--- Text under study ---
■ ■ ■

It’s not quite victim blaming, but the documentary presents a narrow and misleading view of the Pan family by having missing or contradictory information. Because “What Jennifer Did” deliberately does not mention Jennifer’s brother Felix, the documentary does not include the parental relationship that Bich and Hann had with Felix, or the sibling relationship that Jennifer had with Felix, to further explain the family’s dynamics. Did the parents treat Felix differently from Jennifer? Obviously, the documentary doesn’t answer that question because it wants to pretend that Felix does not exist.
Three people who knew Jennifer are interviewed in the documentary: Hong Ngo, a Pan family friend; Fernando Baldassini, who was Jennifer’s piano teacher; and Nam Nguyen, who was Jennifer’s friend in high school. Ngo says she knew about Jennifer faking her university education and says that Jennifer’s parents demanded that Jennifer pay back the money they thought went to college tuition. However, the documentary does such a bad job of interviewing people, it’s never made clear when Ngo found out this information.
Baldassini doesn’t offer any information that’s substantial, since it’s obvious he didn’t know what really went on behind closed doors in the Pan family home. Baldassini says the only sign of trouble that he saw was when Jennifer broke down and cried one day during a piano lesson. According to Baldassini, Jennifer said during this meltdown that her parents were driving her crazy. Baldassini says it was the first and only time he saw Jennifer distressed. Not surprisingly, Baldassini says he was completely shocked when Jennifer was accused of masterminding the crime that got her parents shot.

■ ■ ■

--- Task set ---
a) According to the documentary review, who was Jennifer's piano teacher?
b) Summarize the documentary review in two sentences.
c) Carry on writing the review of "What Jennifer Did" from its last sentence.

[Saved entries]
■ ■ ■

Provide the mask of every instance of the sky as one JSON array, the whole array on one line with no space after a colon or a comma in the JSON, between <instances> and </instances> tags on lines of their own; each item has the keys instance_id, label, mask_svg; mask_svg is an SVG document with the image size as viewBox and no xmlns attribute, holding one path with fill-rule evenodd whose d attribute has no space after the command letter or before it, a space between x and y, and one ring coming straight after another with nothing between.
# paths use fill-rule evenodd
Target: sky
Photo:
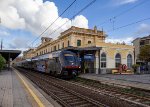
<instances>
[{"instance_id":1,"label":"sky","mask_svg":"<svg viewBox=\"0 0 150 107\"><path fill-rule=\"evenodd\" d=\"M39 45L39 35L73 1L0 0L0 39L3 41L3 49L26 50ZM76 0L42 36L57 39L61 32L71 26L89 29L97 26L98 30L107 34L106 42L124 41L131 44L133 39L150 34L150 0L96 0L76 15L92 1ZM134 24L120 28L130 23Z\"/></svg>"}]
</instances>

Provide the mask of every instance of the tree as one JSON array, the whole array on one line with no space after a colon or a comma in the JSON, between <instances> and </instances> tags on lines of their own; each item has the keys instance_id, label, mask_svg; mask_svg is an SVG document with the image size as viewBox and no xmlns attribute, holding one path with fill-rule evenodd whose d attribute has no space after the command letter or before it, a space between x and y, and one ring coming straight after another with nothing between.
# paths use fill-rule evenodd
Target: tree
<instances>
[{"instance_id":1,"label":"tree","mask_svg":"<svg viewBox=\"0 0 150 107\"><path fill-rule=\"evenodd\" d=\"M150 45L142 46L140 49L139 59L150 62Z\"/></svg>"},{"instance_id":2,"label":"tree","mask_svg":"<svg viewBox=\"0 0 150 107\"><path fill-rule=\"evenodd\" d=\"M3 69L5 63L6 63L5 58L0 54L0 71Z\"/></svg>"}]
</instances>

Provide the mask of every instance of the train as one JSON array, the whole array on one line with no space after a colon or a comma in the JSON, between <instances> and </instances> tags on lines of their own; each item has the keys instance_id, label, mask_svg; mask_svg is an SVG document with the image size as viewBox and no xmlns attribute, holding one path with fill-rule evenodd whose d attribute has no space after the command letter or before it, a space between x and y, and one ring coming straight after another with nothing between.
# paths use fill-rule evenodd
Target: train
<instances>
[{"instance_id":1,"label":"train","mask_svg":"<svg viewBox=\"0 0 150 107\"><path fill-rule=\"evenodd\" d=\"M66 50L26 59L15 63L15 66L66 78L77 77L81 70L77 55Z\"/></svg>"}]
</instances>

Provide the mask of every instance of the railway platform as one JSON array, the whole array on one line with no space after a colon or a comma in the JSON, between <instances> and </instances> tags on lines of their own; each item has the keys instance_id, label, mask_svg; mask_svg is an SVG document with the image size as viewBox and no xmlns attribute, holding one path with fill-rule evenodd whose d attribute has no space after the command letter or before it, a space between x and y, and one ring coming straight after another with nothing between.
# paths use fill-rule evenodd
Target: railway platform
<instances>
[{"instance_id":1,"label":"railway platform","mask_svg":"<svg viewBox=\"0 0 150 107\"><path fill-rule=\"evenodd\" d=\"M119 75L119 74L81 74L79 77L100 81L103 84L124 87L124 88L137 88L141 90L150 91L150 74L142 75Z\"/></svg>"},{"instance_id":2,"label":"railway platform","mask_svg":"<svg viewBox=\"0 0 150 107\"><path fill-rule=\"evenodd\" d=\"M0 72L0 107L54 107L26 77L17 70Z\"/></svg>"}]
</instances>

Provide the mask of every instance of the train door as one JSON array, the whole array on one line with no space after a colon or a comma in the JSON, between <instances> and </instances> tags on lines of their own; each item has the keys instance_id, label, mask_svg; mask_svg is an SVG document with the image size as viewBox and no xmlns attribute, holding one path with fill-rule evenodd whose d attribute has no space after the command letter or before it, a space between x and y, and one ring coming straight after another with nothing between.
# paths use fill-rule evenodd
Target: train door
<instances>
[{"instance_id":1,"label":"train door","mask_svg":"<svg viewBox=\"0 0 150 107\"><path fill-rule=\"evenodd\" d=\"M59 57L55 58L55 71L57 72L57 74L61 74L61 64Z\"/></svg>"},{"instance_id":2,"label":"train door","mask_svg":"<svg viewBox=\"0 0 150 107\"><path fill-rule=\"evenodd\" d=\"M84 55L84 73L94 73L94 55Z\"/></svg>"}]
</instances>

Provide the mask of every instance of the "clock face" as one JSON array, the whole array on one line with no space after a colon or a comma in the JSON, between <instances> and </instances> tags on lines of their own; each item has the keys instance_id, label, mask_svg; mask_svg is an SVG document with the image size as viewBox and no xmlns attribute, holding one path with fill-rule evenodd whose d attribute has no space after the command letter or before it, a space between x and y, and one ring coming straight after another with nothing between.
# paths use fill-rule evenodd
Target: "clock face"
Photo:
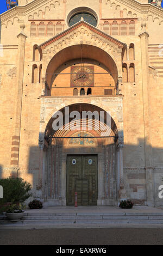
<instances>
[{"instance_id":1,"label":"clock face","mask_svg":"<svg viewBox=\"0 0 163 256\"><path fill-rule=\"evenodd\" d=\"M73 66L71 68L71 86L76 87L93 86L93 66Z\"/></svg>"}]
</instances>

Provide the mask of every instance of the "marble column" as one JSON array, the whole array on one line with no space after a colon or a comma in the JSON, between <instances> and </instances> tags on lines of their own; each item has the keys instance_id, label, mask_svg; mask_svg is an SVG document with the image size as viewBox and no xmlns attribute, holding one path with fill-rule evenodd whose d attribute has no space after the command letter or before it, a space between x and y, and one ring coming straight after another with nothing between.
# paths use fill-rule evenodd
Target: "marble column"
<instances>
[{"instance_id":1,"label":"marble column","mask_svg":"<svg viewBox=\"0 0 163 256\"><path fill-rule=\"evenodd\" d=\"M12 167L18 167L20 139L21 133L21 113L22 105L23 87L24 78L24 65L26 39L27 35L24 33L26 26L21 24L21 32L17 35L18 51L16 74L16 96L14 116L13 133L12 137L10 164Z\"/></svg>"}]
</instances>

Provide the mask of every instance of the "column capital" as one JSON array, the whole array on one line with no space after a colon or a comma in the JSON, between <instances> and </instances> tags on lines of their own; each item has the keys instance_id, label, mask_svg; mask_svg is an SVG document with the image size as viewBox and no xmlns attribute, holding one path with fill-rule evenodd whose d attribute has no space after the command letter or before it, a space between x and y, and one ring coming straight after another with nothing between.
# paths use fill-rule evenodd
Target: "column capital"
<instances>
[{"instance_id":1,"label":"column capital","mask_svg":"<svg viewBox=\"0 0 163 256\"><path fill-rule=\"evenodd\" d=\"M21 32L17 35L17 37L18 38L19 38L20 37L22 37L22 38L27 38L28 36L27 35L24 33L24 29L26 27L26 25L24 23L21 23L20 25L20 27L21 28Z\"/></svg>"}]
</instances>

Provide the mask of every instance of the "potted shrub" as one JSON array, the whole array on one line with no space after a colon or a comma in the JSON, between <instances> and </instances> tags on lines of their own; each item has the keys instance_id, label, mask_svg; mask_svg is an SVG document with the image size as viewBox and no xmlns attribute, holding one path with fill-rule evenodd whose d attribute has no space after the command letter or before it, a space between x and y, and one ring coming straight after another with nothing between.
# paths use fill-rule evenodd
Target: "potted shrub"
<instances>
[{"instance_id":1,"label":"potted shrub","mask_svg":"<svg viewBox=\"0 0 163 256\"><path fill-rule=\"evenodd\" d=\"M20 221L24 215L25 206L20 204L18 205L16 204L11 204L8 207L5 213L6 216L12 222Z\"/></svg>"},{"instance_id":2,"label":"potted shrub","mask_svg":"<svg viewBox=\"0 0 163 256\"><path fill-rule=\"evenodd\" d=\"M42 208L43 204L39 200L33 200L29 203L28 206L30 209L40 209Z\"/></svg>"},{"instance_id":3,"label":"potted shrub","mask_svg":"<svg viewBox=\"0 0 163 256\"><path fill-rule=\"evenodd\" d=\"M3 188L3 198L0 201L0 212L6 211L11 204L22 203L32 194L32 185L21 178L1 179L0 185Z\"/></svg>"},{"instance_id":4,"label":"potted shrub","mask_svg":"<svg viewBox=\"0 0 163 256\"><path fill-rule=\"evenodd\" d=\"M119 205L121 209L131 209L133 207L134 204L130 200L122 200Z\"/></svg>"}]
</instances>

■ ■ ■

--- Exercise responses ---
a) Fernando Baldassini was Jennifer's piano teacher.

b) The review argues that "What Jennifer Did" gives a narrow and misleading view of the Pan family, partly because it leaves out Jennifer's brother Felix and his relationships with his parents and sister. It also faults the documentary's interviews: it never makes clear when family friend Hong Ngo learned that Jennifer faked her university education, and piano teacher Fernando Baldassini offers nothing substantial beyond one time he saw Jennifer cry and say her parents were driving her crazy.

c)
Out of all the interviewees, Nguyen has the most information to share about Jennifer’s volatile relationship with Wong, which lasted off and on, for six or seven years. Nguyen says that Jennifer and Wong frequently argued and broke up. The final breakup was in 2008, and the former couple agreed to be platonic friends. Wong had a girlfriend when the crime happened. By all accounts, Jennifer was obsessed with Wong and was not happy that he had moved on to dating someone else. Nguyen also mentions that he, Jennifer and many of the students at their high school came from Asian immigrant families who expected all family members to be high achievers.
As for the three men who entered the Pan family’s home that night, their names are mentioned, but their photos are never shown in the documentary. It’s a very strange and unexplained omission, considering the outcome of the case. These omissions are just more examples of shoddy filmmaking on display. Any courtroom trials in this case are just briefly mentioned as an epilogue in the documentary.
“What Jennifer Did” completely ignores the racial implications of this case. Many people (including members of the media and investigating police officers) were quick to believe that three black men committed this crime on their own and that a seemingly innocent-looking Asian woman couldn’t have anything to do with it, even though there were massive early clues that she was involved. The police got a lot of answers and evidence when they finally did something they should’ve done earlier: investigate Jennifer Pan’s phone records.
Between the unexplained omissions of important details and the lackluster way that this story is told, “What Jennifer Did” is a disappointing and irresponsible documentary that could have told so much more to this story. The documentary obviously took more time setting up props and hiring actors for re-enactments than caring about presenting a lot of crucial facts. Viewers will learn more from reading the Wikipedia page for Jennifer Pan than in wasting time watching “What Jennifer Did.”
Netflix premiered “What Jennifer Did” on May 10, 2024.